> **WHAT YOU HAVE TO DO**:
Add 141 to every box coordinate in the answers and write the items out again with their requests, starting with the line containing "Bet you can't find gray" and going on through the line containing "[0,207,902,712]". Give only those lines.

> **RECORDS FOR THE TASK**:
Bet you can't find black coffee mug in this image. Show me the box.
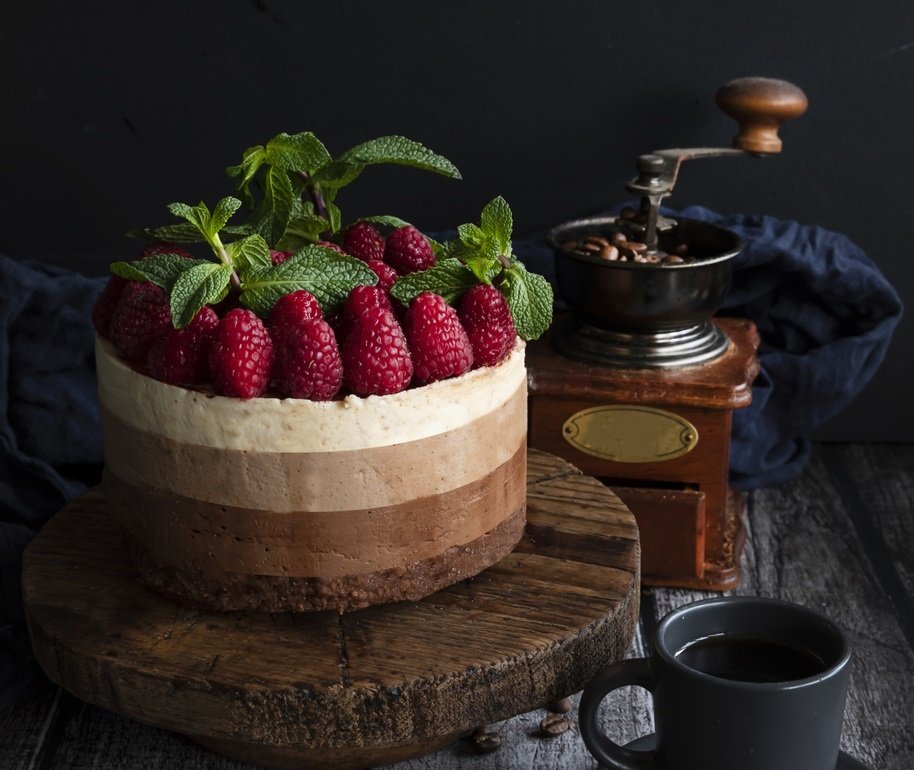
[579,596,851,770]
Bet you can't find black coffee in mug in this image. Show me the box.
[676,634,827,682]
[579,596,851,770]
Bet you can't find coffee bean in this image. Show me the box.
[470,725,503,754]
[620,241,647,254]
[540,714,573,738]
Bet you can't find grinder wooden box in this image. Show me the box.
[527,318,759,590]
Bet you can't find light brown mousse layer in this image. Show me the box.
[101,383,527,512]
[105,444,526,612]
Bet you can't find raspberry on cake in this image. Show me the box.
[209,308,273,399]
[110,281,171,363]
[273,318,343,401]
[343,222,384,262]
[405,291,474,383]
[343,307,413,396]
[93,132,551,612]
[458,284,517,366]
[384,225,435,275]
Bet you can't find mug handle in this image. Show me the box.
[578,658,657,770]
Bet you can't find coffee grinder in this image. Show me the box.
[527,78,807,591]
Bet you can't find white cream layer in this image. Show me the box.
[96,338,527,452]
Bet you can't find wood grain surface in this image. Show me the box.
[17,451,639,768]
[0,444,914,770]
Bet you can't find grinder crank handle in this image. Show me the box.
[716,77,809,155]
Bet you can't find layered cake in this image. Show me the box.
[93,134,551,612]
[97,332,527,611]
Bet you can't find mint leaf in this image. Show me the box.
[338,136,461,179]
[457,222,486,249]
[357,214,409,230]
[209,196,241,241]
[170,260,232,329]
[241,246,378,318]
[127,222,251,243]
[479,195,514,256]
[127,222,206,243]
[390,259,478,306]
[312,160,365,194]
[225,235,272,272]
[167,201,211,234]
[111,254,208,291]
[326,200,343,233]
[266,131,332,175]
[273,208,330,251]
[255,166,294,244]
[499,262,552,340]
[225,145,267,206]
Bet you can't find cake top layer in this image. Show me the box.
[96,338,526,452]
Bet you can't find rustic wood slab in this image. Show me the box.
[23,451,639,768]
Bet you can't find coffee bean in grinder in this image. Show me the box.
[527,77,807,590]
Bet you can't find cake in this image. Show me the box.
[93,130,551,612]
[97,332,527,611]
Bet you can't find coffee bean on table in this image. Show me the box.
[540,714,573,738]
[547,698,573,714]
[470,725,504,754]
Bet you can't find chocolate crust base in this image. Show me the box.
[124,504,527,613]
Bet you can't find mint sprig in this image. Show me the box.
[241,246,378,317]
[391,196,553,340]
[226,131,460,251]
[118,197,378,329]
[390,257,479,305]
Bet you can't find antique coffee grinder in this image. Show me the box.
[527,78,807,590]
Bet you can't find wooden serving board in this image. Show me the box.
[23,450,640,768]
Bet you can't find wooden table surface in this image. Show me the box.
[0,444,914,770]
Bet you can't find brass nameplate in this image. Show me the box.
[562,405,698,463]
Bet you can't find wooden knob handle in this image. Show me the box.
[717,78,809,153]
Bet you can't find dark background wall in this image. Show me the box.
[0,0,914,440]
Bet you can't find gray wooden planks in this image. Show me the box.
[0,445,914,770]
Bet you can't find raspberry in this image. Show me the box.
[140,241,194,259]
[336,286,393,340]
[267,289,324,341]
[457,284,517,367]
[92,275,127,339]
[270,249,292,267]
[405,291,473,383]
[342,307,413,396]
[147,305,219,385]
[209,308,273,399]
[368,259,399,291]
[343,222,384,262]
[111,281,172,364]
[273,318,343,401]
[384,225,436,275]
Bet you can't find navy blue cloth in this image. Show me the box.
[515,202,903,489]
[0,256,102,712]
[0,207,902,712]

---

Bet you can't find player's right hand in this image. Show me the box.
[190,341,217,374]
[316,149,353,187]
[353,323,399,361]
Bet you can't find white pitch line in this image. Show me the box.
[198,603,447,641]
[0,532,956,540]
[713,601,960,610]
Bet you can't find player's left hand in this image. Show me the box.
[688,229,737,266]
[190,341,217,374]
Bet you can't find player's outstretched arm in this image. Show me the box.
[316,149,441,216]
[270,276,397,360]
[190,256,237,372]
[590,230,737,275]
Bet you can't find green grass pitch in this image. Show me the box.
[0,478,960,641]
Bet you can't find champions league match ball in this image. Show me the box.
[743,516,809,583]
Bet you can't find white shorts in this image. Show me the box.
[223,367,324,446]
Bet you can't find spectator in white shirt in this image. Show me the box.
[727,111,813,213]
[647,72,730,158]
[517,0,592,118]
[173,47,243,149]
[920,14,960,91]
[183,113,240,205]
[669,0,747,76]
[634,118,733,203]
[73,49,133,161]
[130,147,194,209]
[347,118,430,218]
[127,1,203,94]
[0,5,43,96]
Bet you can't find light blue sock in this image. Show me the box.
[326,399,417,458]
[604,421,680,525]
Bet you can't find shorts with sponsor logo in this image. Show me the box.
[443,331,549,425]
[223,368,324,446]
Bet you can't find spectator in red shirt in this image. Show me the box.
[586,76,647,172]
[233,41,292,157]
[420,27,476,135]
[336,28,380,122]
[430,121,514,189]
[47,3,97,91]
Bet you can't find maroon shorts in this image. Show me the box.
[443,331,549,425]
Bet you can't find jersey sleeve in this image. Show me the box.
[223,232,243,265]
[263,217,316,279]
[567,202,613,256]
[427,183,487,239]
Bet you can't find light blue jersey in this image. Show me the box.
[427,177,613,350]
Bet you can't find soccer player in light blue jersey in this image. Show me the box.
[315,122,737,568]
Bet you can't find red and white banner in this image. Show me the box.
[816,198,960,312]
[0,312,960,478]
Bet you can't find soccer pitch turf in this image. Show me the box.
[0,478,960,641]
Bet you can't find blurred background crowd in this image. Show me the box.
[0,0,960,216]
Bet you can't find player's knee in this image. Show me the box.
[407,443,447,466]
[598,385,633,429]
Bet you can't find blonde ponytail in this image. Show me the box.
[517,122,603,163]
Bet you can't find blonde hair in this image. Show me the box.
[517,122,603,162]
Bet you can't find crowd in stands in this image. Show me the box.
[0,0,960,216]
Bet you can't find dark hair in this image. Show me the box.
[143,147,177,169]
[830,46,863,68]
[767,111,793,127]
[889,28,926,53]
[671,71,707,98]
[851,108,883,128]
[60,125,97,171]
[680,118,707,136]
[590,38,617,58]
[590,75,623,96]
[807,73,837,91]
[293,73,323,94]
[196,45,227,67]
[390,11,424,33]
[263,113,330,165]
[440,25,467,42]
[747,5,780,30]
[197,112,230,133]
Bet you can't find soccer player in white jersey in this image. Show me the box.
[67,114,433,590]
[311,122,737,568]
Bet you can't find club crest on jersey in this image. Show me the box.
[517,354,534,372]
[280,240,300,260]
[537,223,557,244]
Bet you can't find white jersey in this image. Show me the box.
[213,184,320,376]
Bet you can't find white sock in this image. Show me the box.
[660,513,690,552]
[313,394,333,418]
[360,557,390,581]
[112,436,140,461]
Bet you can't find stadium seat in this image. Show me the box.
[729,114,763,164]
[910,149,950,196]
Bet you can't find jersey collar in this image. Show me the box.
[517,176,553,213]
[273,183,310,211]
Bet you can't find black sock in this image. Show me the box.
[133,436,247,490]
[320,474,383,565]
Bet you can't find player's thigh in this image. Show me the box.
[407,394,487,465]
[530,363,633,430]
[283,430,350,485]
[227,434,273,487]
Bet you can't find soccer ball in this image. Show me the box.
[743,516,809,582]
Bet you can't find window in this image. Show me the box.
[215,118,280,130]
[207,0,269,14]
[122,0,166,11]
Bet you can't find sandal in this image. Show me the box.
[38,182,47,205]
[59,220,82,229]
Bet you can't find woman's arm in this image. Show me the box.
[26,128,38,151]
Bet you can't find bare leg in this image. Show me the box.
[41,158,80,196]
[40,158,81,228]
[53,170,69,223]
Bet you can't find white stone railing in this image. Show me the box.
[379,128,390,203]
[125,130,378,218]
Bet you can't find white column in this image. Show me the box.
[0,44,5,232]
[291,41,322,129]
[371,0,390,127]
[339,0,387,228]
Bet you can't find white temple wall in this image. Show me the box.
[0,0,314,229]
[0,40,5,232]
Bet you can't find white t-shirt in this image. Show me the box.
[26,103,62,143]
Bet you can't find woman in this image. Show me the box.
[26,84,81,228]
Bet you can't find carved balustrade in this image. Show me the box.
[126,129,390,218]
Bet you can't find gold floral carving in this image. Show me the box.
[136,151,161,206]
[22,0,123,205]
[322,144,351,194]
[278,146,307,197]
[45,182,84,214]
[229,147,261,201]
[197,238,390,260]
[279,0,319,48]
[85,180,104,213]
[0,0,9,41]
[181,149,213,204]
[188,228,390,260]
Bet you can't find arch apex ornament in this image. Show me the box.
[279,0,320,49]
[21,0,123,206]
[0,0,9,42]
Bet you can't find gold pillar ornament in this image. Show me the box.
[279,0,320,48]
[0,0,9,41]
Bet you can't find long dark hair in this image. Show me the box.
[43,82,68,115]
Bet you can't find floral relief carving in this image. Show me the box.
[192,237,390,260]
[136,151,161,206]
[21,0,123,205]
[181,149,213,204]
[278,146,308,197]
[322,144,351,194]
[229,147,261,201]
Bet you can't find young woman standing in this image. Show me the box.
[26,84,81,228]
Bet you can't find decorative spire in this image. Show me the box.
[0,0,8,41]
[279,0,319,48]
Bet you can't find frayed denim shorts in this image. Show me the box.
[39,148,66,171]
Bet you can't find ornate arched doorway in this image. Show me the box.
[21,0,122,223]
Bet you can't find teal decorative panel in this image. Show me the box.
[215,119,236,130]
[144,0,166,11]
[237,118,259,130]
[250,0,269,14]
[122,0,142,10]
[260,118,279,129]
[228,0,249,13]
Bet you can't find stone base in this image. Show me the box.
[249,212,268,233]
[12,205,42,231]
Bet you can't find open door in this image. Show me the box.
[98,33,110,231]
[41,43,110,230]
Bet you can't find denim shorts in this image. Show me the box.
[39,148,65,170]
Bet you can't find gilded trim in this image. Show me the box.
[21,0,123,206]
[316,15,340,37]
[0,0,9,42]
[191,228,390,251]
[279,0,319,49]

--

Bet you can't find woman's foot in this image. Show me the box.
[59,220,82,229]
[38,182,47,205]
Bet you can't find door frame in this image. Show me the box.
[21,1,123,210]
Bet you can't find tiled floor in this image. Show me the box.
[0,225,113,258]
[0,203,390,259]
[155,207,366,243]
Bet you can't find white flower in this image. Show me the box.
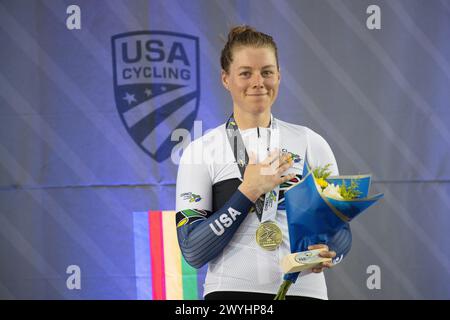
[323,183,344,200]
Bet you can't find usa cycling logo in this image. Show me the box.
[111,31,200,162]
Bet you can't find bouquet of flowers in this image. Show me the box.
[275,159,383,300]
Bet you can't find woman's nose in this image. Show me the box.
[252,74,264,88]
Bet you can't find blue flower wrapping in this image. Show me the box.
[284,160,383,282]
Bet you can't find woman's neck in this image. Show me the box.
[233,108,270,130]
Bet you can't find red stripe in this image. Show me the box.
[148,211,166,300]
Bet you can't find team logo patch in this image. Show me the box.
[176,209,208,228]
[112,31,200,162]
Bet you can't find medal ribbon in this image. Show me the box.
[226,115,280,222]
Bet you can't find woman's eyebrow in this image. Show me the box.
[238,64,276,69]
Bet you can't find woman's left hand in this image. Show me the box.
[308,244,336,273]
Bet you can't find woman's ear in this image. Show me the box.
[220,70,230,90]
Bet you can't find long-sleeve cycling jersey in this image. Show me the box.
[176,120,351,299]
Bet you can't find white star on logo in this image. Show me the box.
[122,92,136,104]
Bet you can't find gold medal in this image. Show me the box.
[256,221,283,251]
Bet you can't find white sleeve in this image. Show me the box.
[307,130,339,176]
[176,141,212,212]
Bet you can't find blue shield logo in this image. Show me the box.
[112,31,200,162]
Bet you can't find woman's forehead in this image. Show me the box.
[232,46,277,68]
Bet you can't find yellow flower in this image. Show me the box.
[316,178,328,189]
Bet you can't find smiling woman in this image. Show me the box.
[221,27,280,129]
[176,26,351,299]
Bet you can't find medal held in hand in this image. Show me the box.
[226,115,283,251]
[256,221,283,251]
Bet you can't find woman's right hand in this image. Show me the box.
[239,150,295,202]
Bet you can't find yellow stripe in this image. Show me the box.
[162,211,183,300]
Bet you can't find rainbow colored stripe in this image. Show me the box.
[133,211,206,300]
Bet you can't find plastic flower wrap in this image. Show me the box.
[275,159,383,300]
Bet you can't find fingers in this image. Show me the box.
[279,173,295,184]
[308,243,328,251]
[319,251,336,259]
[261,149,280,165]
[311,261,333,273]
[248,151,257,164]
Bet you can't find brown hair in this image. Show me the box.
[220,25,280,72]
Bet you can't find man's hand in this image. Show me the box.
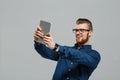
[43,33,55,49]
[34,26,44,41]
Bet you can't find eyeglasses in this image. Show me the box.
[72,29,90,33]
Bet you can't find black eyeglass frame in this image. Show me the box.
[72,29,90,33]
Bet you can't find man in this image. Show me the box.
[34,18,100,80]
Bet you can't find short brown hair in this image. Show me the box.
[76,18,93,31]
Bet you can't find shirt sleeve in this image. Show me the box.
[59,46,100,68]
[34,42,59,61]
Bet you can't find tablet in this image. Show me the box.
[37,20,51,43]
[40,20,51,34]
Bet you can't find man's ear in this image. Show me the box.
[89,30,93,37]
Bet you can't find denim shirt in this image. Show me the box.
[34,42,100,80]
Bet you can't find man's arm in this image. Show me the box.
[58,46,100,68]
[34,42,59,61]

> **OUTPUT**:
Bet you can't find gray wooden planks in this image. Show me the box.
[141,586,1055,911]
Bet you can't find raspberry in this image. Show me the box.
[281,382,335,400]
[477,427,534,481]
[408,430,465,482]
[598,425,658,508]
[233,416,268,480]
[411,390,433,408]
[546,432,614,524]
[483,448,554,537]
[288,446,360,526]
[350,449,414,540]
[509,400,540,432]
[484,363,525,403]
[252,422,313,505]
[414,459,484,542]
[525,366,577,416]
Bet you can't find navy blue cloth in this image. Show me the box.
[656,343,1044,630]
[141,397,243,853]
[141,348,1043,853]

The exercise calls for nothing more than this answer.